=== EXERCISE AIM ===
How many lines in the listing below contain the string "segment"? Case matters. Give only the number.

=== STORED DATA ===
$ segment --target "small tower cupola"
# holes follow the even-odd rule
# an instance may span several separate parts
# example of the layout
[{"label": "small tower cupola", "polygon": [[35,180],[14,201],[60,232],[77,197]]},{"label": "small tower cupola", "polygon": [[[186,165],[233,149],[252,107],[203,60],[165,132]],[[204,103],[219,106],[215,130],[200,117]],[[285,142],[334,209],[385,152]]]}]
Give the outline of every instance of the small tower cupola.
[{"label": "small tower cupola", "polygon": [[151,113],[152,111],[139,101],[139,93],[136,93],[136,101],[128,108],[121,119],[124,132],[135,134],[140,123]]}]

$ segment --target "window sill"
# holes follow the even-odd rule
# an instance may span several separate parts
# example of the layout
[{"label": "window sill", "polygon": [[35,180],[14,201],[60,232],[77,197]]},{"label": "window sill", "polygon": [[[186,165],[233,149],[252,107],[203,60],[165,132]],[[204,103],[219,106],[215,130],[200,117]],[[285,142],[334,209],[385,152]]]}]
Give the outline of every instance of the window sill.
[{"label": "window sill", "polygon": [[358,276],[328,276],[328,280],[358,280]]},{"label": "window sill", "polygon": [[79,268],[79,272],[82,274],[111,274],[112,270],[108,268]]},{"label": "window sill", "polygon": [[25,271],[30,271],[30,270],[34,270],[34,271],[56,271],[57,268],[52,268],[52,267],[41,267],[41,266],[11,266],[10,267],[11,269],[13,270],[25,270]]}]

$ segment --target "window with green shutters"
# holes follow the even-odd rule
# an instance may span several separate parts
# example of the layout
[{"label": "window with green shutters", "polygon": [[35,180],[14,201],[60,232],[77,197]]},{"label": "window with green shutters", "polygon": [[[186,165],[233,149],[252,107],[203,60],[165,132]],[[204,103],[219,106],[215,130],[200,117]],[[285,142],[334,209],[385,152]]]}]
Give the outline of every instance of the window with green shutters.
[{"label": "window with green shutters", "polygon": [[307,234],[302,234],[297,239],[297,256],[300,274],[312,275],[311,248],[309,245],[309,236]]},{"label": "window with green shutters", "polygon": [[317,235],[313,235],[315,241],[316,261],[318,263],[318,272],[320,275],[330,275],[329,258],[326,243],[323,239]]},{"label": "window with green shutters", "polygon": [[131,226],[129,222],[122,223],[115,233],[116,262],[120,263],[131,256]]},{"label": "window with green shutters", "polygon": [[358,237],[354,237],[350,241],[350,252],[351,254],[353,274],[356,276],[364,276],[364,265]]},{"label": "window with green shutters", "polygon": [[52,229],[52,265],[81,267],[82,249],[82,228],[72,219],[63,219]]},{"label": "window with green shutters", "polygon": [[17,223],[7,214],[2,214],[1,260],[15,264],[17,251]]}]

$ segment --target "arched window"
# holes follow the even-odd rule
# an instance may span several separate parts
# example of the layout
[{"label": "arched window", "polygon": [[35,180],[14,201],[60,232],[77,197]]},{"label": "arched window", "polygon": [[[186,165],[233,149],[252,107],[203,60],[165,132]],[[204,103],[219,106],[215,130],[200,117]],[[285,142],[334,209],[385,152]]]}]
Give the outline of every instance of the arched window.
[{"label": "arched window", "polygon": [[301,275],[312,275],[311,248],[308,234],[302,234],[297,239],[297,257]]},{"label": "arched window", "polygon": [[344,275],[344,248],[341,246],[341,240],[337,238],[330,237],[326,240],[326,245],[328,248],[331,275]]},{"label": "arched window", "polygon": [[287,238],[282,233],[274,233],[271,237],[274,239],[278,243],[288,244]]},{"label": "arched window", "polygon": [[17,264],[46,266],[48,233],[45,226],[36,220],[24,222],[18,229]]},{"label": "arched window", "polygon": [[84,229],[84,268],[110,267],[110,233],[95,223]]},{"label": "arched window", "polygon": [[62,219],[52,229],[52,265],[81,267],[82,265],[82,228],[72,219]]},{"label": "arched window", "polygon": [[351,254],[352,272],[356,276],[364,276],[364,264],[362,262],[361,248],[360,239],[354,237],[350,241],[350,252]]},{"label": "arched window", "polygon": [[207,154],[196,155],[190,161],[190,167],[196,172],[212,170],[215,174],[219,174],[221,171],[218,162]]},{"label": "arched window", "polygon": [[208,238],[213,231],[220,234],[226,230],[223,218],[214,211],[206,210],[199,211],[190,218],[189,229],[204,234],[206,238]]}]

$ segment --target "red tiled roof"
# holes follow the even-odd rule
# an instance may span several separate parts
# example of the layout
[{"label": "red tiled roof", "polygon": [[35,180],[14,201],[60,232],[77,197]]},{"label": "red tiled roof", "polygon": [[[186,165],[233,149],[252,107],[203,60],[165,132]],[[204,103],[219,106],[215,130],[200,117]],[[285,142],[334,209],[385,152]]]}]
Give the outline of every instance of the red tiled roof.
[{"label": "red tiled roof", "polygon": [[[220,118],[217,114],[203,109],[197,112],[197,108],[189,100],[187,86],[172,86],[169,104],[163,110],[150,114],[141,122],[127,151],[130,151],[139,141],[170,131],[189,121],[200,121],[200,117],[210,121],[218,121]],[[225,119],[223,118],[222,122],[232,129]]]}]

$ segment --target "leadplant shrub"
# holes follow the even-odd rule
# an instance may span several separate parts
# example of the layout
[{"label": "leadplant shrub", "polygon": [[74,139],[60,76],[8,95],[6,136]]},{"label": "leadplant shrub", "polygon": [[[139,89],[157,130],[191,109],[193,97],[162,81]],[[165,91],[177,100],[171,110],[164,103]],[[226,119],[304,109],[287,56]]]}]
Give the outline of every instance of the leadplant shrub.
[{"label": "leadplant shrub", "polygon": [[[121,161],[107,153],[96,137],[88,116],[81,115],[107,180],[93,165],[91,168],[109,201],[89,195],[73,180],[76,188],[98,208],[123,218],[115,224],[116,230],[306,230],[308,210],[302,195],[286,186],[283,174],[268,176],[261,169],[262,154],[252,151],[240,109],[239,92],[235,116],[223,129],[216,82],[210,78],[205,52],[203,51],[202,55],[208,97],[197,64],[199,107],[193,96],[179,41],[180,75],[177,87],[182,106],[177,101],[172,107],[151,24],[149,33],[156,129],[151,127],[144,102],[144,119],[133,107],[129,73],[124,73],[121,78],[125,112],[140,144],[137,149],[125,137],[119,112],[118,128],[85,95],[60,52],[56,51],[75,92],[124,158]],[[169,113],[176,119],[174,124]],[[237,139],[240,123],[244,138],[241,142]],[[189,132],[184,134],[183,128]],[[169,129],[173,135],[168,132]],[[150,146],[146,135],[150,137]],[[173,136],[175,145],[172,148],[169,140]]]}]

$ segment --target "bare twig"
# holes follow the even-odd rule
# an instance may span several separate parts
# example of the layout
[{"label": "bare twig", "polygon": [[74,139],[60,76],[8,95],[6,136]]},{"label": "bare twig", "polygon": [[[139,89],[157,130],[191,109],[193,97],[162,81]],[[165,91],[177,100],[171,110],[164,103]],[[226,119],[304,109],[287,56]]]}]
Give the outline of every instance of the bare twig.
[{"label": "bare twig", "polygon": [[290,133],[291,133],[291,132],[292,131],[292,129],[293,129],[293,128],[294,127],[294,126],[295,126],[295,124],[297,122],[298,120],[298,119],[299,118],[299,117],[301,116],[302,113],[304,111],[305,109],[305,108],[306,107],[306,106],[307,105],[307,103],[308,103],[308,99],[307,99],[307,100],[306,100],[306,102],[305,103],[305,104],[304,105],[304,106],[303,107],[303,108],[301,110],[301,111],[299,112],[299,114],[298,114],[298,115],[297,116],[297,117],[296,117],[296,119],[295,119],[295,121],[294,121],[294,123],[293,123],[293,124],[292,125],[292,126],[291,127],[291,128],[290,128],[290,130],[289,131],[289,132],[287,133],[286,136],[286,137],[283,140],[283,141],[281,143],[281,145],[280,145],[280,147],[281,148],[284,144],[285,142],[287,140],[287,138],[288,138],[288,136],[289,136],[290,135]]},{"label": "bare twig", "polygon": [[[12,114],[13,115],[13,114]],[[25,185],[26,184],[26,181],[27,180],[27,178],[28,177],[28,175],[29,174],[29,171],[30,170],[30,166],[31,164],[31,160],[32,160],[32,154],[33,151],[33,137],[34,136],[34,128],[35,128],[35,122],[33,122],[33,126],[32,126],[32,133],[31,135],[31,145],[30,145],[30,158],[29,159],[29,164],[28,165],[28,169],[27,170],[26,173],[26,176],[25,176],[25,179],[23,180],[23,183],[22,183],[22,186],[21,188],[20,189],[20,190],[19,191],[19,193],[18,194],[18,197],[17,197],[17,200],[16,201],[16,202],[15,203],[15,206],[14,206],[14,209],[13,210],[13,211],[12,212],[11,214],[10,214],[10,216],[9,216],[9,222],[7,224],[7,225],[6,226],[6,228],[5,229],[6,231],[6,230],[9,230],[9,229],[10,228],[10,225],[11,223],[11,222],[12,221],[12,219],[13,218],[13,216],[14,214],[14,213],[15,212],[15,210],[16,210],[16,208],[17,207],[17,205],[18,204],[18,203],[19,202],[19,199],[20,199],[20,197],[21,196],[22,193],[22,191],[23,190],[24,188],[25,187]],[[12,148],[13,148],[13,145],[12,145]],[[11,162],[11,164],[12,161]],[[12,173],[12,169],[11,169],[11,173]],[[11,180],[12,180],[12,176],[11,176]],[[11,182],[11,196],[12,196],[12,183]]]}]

=== ANSWER BELOW ===
7